Add 82 to every coordinate in the answers in the part of the items that opens with the line containing "Could you please point to the gray" and runs through the end of the items. Write out all of those lines again, requests included.
== == ==
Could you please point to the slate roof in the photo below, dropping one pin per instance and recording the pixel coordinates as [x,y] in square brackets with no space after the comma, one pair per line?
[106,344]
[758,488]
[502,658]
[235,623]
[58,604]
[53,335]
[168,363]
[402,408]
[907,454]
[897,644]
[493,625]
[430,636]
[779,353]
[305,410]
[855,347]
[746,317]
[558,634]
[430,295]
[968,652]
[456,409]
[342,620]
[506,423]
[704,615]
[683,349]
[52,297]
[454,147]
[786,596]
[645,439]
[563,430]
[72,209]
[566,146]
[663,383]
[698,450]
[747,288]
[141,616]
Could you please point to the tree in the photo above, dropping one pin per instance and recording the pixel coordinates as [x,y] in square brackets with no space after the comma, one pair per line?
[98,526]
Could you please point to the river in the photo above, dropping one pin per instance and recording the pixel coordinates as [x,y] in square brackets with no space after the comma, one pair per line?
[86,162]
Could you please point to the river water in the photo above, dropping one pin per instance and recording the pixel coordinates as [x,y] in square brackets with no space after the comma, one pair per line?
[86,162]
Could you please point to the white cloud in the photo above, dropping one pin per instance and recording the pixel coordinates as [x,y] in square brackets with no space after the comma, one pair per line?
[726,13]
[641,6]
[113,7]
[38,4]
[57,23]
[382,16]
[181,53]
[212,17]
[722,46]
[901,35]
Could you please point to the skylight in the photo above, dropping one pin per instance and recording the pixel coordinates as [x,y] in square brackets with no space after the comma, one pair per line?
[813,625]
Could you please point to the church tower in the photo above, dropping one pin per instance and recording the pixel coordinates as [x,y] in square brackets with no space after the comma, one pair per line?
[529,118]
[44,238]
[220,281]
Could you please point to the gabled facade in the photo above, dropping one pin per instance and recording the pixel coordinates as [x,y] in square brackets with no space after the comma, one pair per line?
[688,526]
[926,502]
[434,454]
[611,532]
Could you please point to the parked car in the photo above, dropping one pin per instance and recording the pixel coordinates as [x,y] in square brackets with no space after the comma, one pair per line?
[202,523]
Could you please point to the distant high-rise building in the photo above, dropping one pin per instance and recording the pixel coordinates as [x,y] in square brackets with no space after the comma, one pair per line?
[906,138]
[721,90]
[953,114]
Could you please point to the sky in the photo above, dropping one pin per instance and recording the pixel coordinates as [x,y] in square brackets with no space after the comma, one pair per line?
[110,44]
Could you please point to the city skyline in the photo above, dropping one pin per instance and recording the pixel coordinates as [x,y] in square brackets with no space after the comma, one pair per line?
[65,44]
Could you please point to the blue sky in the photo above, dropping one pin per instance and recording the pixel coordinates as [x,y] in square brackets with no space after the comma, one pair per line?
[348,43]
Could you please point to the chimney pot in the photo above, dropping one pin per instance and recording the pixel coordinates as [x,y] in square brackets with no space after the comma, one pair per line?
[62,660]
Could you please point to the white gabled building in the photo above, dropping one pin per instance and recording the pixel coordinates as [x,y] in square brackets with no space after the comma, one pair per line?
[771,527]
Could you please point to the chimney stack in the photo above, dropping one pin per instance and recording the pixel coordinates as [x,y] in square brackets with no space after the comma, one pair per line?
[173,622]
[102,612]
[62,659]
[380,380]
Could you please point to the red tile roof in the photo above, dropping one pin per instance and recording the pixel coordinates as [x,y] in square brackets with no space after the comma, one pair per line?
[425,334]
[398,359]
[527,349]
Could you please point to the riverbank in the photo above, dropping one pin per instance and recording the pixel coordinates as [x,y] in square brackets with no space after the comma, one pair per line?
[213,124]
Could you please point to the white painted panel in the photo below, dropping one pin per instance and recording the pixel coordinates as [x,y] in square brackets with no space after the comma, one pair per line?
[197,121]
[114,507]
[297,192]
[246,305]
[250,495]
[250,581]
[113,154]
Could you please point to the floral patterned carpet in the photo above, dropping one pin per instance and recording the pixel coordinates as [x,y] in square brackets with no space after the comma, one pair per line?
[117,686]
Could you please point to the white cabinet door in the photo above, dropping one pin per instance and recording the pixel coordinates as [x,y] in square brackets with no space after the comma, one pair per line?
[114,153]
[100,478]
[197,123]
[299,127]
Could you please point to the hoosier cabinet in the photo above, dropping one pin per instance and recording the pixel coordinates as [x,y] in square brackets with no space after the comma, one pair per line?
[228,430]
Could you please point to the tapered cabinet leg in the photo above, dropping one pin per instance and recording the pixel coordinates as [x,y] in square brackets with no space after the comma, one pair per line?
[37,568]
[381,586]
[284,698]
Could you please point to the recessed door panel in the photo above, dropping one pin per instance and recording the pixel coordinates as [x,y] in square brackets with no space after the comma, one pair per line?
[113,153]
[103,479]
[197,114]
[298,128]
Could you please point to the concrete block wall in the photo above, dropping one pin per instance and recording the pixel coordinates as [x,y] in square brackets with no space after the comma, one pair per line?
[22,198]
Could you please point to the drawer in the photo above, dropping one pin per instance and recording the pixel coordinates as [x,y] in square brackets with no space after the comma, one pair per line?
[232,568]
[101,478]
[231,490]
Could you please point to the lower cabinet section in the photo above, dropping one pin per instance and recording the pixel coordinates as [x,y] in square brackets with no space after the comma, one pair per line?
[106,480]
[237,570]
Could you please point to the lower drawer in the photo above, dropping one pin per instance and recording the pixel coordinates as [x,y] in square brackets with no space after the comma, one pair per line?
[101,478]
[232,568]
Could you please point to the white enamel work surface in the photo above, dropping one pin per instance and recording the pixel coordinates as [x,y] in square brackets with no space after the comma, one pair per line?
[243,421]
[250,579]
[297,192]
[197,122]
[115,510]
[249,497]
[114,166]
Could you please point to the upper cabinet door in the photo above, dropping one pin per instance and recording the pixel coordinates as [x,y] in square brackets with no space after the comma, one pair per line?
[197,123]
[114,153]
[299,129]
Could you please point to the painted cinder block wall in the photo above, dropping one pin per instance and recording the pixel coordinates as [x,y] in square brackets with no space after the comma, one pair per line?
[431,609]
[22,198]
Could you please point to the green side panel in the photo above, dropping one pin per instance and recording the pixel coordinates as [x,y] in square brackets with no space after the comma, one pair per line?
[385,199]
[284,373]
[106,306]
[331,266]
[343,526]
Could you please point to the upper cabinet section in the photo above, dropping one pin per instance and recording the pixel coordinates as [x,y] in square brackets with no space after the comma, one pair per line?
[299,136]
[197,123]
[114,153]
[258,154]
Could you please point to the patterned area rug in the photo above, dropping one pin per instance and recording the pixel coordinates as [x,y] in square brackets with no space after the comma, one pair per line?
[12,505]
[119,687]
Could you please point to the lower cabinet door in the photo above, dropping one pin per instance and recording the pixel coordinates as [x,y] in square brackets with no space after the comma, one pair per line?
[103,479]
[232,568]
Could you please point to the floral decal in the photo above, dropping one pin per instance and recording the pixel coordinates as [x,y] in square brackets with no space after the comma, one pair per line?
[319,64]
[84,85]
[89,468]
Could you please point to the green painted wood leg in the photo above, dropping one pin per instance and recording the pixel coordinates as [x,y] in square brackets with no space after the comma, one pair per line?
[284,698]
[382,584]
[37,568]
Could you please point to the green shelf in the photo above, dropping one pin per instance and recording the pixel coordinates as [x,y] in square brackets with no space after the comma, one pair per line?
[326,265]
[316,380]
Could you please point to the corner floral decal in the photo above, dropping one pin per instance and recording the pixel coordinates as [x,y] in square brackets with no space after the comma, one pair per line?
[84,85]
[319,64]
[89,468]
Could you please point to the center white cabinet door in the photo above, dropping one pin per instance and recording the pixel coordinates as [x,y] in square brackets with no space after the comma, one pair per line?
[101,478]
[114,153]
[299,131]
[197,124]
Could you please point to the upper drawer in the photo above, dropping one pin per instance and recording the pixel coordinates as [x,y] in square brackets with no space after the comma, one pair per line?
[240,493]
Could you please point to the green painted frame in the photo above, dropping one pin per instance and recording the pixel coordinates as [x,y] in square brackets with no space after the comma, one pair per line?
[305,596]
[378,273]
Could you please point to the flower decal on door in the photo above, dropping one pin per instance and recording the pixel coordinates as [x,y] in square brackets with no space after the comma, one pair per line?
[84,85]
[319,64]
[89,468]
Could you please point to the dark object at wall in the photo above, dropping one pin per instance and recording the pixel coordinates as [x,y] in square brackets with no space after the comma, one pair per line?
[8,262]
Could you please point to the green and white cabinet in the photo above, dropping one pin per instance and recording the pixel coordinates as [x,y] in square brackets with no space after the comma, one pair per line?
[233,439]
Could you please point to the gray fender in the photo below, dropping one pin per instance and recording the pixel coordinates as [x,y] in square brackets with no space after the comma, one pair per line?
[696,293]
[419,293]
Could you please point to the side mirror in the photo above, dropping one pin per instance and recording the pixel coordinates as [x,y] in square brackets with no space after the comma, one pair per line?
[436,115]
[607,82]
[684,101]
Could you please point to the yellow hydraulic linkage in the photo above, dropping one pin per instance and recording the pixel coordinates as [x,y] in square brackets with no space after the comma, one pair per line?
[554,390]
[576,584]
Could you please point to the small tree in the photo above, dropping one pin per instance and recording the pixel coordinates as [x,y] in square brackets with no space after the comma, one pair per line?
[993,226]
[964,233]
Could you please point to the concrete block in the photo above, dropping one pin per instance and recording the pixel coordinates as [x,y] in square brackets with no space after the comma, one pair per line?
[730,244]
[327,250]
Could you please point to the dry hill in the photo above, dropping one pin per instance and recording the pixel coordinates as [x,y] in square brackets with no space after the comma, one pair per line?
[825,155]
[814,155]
== == ==
▸ WORKED ANSWER
Could you please point to the gray fender in the photo below, dropping one pin per instance and recording the pixel coordinates as [x,y] in square brackets with no space after the comma, one pair per line?
[778,375]
[501,375]
Could you please point to the side mirror in the photo above, dropping one pin per instance and recording the pixel coordinates as [x,y] in square brackets with no space after the comma, one pair per line?
[518,197]
[689,164]
[766,183]
Could you please point to the yellow hydraulic linkage in the photo above, dropping one pin per instance and recording the pixel coordinates as [x,y] in square brackets with no space after the comma, one pair per line?
[636,472]
[658,666]
Could you please point to the small tree in the photo above, dropping one pin per instance and recording the pixel coordinates as [x,y] in square brackets with no space after the comma, one pair per line?
[1075,308]
[1046,315]
Could you please point to the concrete block in the photo above, dropping one pin per instance and recording the pixel coordinates as [x,y] in square brackets with no space after the comma, one pair per line?
[812,326]
[409,332]
Could you please point to the dry hill in the photo above, dropping one pin per instance and recording the pixel coordinates as [x,y] in square brackets with no space after the comma, one pair per line?
[907,237]
[896,237]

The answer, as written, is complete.